# PROBLEM DESCRIPTION:
From the records that follow, copy every line that contains the word "black".

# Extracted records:
- - -
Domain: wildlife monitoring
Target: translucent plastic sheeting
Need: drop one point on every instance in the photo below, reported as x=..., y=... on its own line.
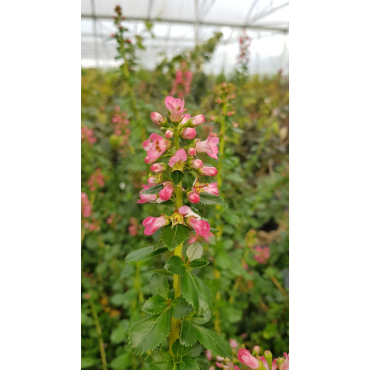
x=178, y=26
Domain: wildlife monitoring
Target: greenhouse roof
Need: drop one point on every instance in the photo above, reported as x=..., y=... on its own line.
x=179, y=25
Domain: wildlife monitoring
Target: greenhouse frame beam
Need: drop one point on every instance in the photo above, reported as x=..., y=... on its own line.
x=191, y=23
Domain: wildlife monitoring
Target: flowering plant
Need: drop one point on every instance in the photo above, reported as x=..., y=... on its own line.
x=179, y=313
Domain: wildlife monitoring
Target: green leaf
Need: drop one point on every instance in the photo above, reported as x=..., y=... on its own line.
x=172, y=238
x=159, y=285
x=119, y=334
x=199, y=262
x=176, y=177
x=213, y=341
x=188, y=364
x=194, y=251
x=203, y=363
x=196, y=292
x=176, y=265
x=144, y=254
x=153, y=189
x=150, y=332
x=155, y=304
x=187, y=335
x=211, y=199
x=121, y=362
x=181, y=308
x=87, y=362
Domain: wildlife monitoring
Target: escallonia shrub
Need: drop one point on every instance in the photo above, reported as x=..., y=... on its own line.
x=172, y=335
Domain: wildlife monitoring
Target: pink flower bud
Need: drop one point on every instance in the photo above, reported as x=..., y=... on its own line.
x=169, y=134
x=196, y=163
x=158, y=167
x=246, y=358
x=157, y=118
x=189, y=133
x=208, y=171
x=193, y=197
x=149, y=160
x=197, y=120
x=192, y=152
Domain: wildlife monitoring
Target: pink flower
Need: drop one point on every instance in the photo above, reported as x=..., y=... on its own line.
x=197, y=120
x=146, y=198
x=208, y=171
x=166, y=192
x=209, y=146
x=176, y=108
x=211, y=188
x=152, y=224
x=149, y=160
x=157, y=118
x=201, y=227
x=262, y=254
x=192, y=152
x=285, y=364
x=156, y=145
x=180, y=156
x=196, y=163
x=193, y=197
x=189, y=133
x=246, y=358
x=158, y=167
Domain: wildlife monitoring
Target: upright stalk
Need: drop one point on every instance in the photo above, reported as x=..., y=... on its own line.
x=176, y=323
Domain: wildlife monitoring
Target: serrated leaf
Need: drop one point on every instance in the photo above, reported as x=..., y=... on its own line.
x=159, y=285
x=176, y=177
x=181, y=308
x=150, y=332
x=144, y=254
x=153, y=189
x=155, y=304
x=198, y=263
x=211, y=199
x=213, y=341
x=187, y=334
x=172, y=238
x=196, y=292
x=188, y=364
x=87, y=362
x=194, y=251
x=175, y=265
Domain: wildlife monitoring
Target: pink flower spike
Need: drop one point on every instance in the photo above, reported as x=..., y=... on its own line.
x=208, y=171
x=166, y=192
x=189, y=133
x=152, y=224
x=196, y=163
x=201, y=227
x=157, y=118
x=146, y=198
x=211, y=188
x=158, y=167
x=193, y=197
x=192, y=152
x=197, y=120
x=180, y=156
x=246, y=358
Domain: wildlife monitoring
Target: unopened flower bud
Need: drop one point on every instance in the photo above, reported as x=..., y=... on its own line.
x=189, y=133
x=193, y=197
x=157, y=118
x=158, y=167
x=196, y=163
x=169, y=134
x=192, y=152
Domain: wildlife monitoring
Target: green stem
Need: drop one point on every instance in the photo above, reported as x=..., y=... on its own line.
x=98, y=330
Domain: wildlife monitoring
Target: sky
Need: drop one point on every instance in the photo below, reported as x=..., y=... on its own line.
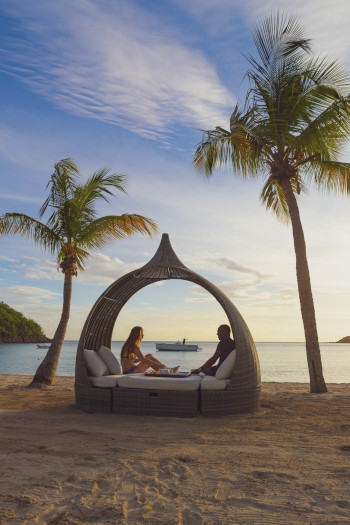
x=131, y=85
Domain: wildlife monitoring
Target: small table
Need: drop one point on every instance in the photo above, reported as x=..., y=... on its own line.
x=175, y=374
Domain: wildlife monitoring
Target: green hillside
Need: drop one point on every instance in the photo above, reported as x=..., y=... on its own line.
x=15, y=328
x=344, y=340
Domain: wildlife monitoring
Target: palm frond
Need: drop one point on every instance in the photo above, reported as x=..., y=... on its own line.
x=104, y=230
x=25, y=226
x=62, y=184
x=331, y=176
x=99, y=186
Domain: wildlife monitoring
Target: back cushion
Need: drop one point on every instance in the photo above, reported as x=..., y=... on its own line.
x=95, y=365
x=110, y=360
x=225, y=370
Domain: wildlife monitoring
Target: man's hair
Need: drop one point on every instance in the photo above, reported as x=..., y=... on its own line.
x=226, y=328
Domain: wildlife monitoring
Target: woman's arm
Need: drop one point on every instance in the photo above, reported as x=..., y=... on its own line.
x=148, y=362
x=208, y=363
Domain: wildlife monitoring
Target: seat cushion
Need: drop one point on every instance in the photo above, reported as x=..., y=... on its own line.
x=110, y=360
x=159, y=383
x=104, y=381
x=211, y=383
x=95, y=365
x=225, y=370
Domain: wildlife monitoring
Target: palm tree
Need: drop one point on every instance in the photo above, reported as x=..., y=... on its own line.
x=290, y=131
x=71, y=231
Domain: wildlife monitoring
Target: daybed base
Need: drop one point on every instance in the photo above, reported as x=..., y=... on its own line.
x=93, y=400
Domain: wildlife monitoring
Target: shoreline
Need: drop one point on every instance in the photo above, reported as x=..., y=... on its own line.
x=286, y=463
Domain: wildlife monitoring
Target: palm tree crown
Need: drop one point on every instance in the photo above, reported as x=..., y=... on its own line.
x=294, y=122
x=73, y=228
x=71, y=232
x=291, y=130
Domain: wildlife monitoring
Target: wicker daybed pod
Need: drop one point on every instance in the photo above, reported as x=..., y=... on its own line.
x=242, y=393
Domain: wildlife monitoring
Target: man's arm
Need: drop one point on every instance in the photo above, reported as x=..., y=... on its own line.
x=208, y=363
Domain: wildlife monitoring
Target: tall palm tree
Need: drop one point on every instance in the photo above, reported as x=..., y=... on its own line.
x=290, y=131
x=70, y=232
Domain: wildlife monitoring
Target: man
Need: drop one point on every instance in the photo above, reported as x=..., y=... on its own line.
x=224, y=348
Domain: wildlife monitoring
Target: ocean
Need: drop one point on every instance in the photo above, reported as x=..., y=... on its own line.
x=281, y=362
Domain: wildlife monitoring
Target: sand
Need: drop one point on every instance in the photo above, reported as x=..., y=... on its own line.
x=288, y=463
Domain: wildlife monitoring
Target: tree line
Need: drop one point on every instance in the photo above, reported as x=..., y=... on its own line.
x=15, y=328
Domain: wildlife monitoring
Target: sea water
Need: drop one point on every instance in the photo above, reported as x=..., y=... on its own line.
x=281, y=362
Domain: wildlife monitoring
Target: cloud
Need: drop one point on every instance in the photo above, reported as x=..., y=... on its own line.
x=31, y=294
x=8, y=259
x=240, y=289
x=100, y=270
x=230, y=264
x=114, y=63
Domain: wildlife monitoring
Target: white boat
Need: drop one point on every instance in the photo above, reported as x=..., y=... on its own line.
x=177, y=347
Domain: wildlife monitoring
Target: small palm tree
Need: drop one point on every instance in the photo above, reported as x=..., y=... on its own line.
x=71, y=231
x=291, y=131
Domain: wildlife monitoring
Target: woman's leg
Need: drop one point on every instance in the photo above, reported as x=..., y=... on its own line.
x=142, y=367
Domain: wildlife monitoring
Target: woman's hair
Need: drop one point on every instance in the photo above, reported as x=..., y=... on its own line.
x=128, y=346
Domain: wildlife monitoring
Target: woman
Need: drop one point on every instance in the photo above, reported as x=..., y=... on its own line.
x=131, y=354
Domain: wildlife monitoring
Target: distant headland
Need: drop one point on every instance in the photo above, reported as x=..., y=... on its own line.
x=15, y=328
x=344, y=340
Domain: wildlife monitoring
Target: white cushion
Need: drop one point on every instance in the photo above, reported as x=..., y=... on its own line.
x=110, y=360
x=211, y=383
x=225, y=369
x=104, y=381
x=95, y=364
x=159, y=383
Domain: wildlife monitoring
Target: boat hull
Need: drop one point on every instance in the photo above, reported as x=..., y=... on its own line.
x=176, y=347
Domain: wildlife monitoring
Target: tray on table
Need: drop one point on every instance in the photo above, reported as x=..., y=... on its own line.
x=175, y=374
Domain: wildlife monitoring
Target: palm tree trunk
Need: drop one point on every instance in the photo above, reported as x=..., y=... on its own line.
x=317, y=382
x=46, y=371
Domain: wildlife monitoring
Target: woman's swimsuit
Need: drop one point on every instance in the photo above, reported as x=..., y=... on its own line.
x=131, y=370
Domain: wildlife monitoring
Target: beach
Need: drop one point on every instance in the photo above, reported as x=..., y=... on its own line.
x=288, y=463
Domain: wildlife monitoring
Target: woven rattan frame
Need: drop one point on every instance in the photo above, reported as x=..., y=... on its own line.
x=243, y=391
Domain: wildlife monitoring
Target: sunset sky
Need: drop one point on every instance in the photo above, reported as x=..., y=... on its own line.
x=130, y=85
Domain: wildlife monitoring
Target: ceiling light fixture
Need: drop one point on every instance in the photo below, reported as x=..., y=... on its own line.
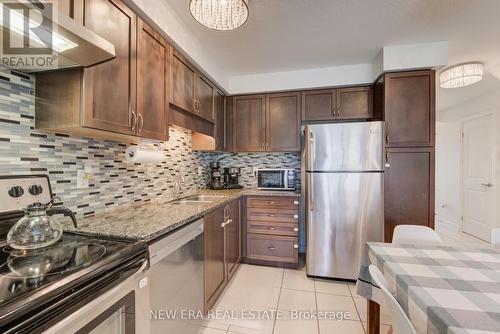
x=461, y=75
x=220, y=14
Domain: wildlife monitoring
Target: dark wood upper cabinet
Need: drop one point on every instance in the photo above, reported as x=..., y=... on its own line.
x=283, y=122
x=215, y=270
x=409, y=188
x=191, y=91
x=233, y=238
x=152, y=83
x=110, y=87
x=337, y=104
x=220, y=121
x=183, y=77
x=249, y=123
x=204, y=98
x=318, y=105
x=409, y=109
x=354, y=103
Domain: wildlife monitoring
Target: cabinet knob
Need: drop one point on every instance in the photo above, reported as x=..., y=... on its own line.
x=141, y=123
x=133, y=121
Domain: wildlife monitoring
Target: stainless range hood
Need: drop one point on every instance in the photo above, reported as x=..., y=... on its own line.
x=72, y=44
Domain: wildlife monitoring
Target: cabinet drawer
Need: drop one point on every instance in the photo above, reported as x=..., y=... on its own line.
x=270, y=215
x=290, y=229
x=272, y=248
x=289, y=203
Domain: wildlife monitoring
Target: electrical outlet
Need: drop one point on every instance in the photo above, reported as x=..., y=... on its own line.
x=82, y=181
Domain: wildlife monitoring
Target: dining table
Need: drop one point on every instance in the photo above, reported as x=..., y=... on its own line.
x=445, y=289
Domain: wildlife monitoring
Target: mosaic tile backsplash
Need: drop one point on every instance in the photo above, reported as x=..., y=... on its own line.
x=24, y=150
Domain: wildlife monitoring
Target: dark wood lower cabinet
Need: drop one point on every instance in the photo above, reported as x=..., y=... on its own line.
x=233, y=238
x=215, y=270
x=272, y=229
x=409, y=188
x=222, y=239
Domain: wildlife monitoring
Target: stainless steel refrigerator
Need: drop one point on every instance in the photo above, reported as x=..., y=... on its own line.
x=344, y=207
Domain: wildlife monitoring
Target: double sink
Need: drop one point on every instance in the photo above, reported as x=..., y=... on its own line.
x=197, y=199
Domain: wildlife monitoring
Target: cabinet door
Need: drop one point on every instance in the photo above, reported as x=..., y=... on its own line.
x=249, y=120
x=409, y=188
x=318, y=105
x=204, y=95
x=109, y=88
x=182, y=82
x=409, y=109
x=233, y=238
x=220, y=121
x=152, y=83
x=283, y=122
x=215, y=273
x=354, y=103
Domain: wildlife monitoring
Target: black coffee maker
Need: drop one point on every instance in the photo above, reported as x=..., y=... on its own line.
x=215, y=176
x=231, y=178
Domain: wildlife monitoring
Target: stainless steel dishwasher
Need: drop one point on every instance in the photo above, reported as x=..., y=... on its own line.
x=176, y=280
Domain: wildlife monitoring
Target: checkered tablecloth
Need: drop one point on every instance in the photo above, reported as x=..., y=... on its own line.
x=442, y=289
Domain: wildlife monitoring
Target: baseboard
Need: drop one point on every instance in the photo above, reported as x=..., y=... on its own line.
x=448, y=224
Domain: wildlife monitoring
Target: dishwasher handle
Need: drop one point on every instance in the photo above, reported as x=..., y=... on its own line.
x=166, y=246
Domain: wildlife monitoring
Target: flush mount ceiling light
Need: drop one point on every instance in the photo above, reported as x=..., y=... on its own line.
x=461, y=75
x=220, y=14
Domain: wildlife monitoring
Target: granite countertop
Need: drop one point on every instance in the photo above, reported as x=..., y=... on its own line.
x=148, y=221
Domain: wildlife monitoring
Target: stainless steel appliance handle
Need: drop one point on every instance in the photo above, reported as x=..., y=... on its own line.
x=141, y=123
x=312, y=148
x=133, y=120
x=163, y=248
x=310, y=202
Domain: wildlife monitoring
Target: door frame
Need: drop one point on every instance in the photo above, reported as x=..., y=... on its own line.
x=492, y=114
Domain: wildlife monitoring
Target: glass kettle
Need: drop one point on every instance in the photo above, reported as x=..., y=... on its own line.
x=38, y=228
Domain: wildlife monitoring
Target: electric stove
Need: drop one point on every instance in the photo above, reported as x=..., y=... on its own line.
x=39, y=287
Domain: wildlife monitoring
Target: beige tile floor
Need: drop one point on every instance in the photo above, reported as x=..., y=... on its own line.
x=285, y=290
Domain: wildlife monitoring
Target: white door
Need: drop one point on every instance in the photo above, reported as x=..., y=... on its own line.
x=478, y=199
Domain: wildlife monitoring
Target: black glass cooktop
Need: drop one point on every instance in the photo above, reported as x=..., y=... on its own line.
x=25, y=272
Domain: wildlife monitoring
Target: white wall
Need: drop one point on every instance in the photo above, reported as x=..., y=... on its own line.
x=448, y=172
x=446, y=157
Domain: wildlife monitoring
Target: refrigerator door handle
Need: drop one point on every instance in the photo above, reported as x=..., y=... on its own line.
x=310, y=202
x=312, y=148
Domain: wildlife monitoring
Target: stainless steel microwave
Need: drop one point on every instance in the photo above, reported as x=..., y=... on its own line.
x=276, y=179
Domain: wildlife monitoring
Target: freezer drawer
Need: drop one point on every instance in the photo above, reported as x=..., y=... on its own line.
x=344, y=147
x=344, y=211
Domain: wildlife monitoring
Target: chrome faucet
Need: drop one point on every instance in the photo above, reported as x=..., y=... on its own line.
x=178, y=183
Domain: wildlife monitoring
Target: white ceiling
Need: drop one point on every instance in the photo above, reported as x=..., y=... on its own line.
x=284, y=35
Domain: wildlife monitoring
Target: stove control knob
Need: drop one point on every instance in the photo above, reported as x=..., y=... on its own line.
x=16, y=191
x=35, y=189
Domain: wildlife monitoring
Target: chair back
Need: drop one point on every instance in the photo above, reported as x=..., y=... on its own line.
x=400, y=322
x=415, y=234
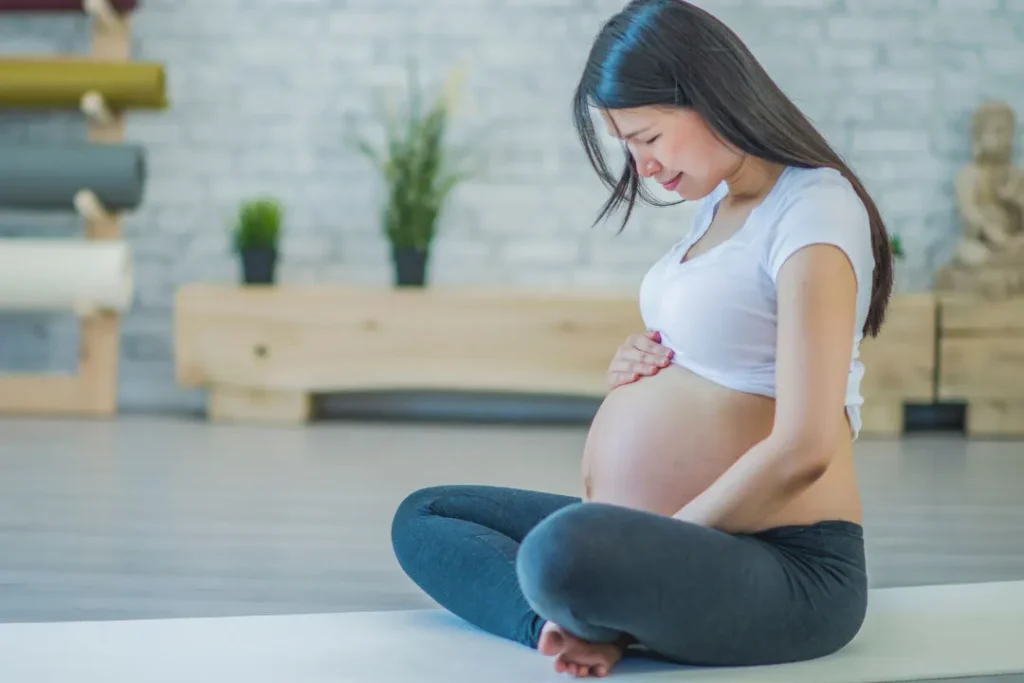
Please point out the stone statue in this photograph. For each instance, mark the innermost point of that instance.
(989, 258)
- - -
# ANSWER SECTION:
Target: black coffee maker
Target: black glass cooktop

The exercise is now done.